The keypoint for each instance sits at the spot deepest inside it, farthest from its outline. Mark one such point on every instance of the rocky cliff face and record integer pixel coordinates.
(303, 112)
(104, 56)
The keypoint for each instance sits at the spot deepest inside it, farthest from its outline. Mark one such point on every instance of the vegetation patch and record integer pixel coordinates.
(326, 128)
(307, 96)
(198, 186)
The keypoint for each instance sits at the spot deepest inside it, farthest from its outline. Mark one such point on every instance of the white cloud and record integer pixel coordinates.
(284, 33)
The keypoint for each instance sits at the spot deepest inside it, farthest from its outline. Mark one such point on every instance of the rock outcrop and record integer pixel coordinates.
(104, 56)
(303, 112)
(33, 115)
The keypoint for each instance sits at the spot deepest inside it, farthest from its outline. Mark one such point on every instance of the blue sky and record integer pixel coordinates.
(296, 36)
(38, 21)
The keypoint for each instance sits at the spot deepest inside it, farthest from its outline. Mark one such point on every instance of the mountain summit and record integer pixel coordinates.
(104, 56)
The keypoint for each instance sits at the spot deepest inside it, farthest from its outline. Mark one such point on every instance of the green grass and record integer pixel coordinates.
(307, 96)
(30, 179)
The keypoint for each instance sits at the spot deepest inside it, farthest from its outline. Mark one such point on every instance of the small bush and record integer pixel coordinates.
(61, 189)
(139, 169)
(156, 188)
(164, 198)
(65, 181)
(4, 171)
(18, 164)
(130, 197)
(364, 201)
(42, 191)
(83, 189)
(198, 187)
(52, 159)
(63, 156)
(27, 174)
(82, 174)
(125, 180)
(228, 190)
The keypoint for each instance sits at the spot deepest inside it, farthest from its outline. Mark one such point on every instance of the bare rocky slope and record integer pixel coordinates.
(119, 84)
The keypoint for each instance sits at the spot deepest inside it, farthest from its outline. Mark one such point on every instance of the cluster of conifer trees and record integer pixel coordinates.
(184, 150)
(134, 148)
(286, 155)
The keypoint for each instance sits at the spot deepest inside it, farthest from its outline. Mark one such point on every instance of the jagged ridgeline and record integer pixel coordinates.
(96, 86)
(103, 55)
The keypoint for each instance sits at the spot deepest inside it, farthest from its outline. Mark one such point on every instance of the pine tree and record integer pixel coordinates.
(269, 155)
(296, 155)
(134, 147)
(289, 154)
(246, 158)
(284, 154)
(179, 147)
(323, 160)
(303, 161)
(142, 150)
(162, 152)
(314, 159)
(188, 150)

### PROMPT
Word for word, restate the whole of the material above.

### SOLUTION TO THIS EXERCISE
The keypoint for each instance sits at the spot deepest inside it, farthest from its outline. Mark one such point on every instance of the rocky cliff face and record integer pixel coordinates.
(303, 112)
(104, 56)
The keypoint for each instance sits at the spot deepest inside it, farthest from its outline. Mark one such point on every instance of the vegetation patch and record integer pixel coordinates.
(326, 128)
(307, 96)
(198, 186)
The keypoint for each instance sits at the spot deepest inside it, farthest from its outline. Mark one such point on every instance of the white cloud and record integer pixel coordinates.
(284, 33)
The keypoint for each instance sits at the spot deepest inside it, farthest from its outline. Mark one such point on every instance of the rock outcrop and record integer pixel coordinates.
(104, 56)
(303, 112)
(33, 115)
The keypoint for each instance sits at the spot deepest inside it, farthest from its outline. Mark one such point on every instance of the blue sky and record integer pixel coordinates.
(296, 36)
(38, 21)
The keypoint for each instance sits at the spot deepest inside it, farthest from its outline. Mark one such point on every instance of the mountain summit and record integer pixel coordinates.
(104, 56)
The keypoint for each instance sits at the spot deepest inside it, farthest from its outline. Mark one such point on every instance of the green grass and record integer pixel coordinates.
(307, 96)
(30, 179)
The keypoint for each instance sits at the spot deepest inside it, farthest from its outline. Mark one such point on every instance of the small bush and record integer pixel coordinates.
(61, 189)
(139, 169)
(156, 188)
(164, 198)
(65, 181)
(4, 171)
(18, 164)
(130, 197)
(364, 201)
(42, 191)
(83, 189)
(198, 187)
(52, 159)
(63, 156)
(27, 174)
(82, 174)
(125, 180)
(228, 190)
The keypoint for each instance sits at the spot deepest inside it, farthest from its outline. Mark one such point on every instance of the bare rocky slope and record integer pixel coordinates.
(119, 84)
The keypoint for each instance sits at the spot deepest inside it, farthest from its outline. Mark one such point on every instance of the cluster of conifer trees and record integer pixel coordinates.
(184, 150)
(134, 148)
(286, 155)
The keypoint for each instance sits at the spot deepest inside it, farthest from its outline. Mark one such point on every instance of the jagged ridgeline and record integer pixel coordinates.
(96, 86)
(103, 55)
The keypoint for each instance sits at the spot deepest inside it, farthest from its outline. Mark one such point on every instance of the pine tree and record integer pixel coordinates.
(269, 155)
(296, 155)
(134, 147)
(289, 154)
(246, 158)
(284, 154)
(179, 147)
(323, 160)
(303, 161)
(142, 150)
(162, 152)
(314, 159)
(188, 150)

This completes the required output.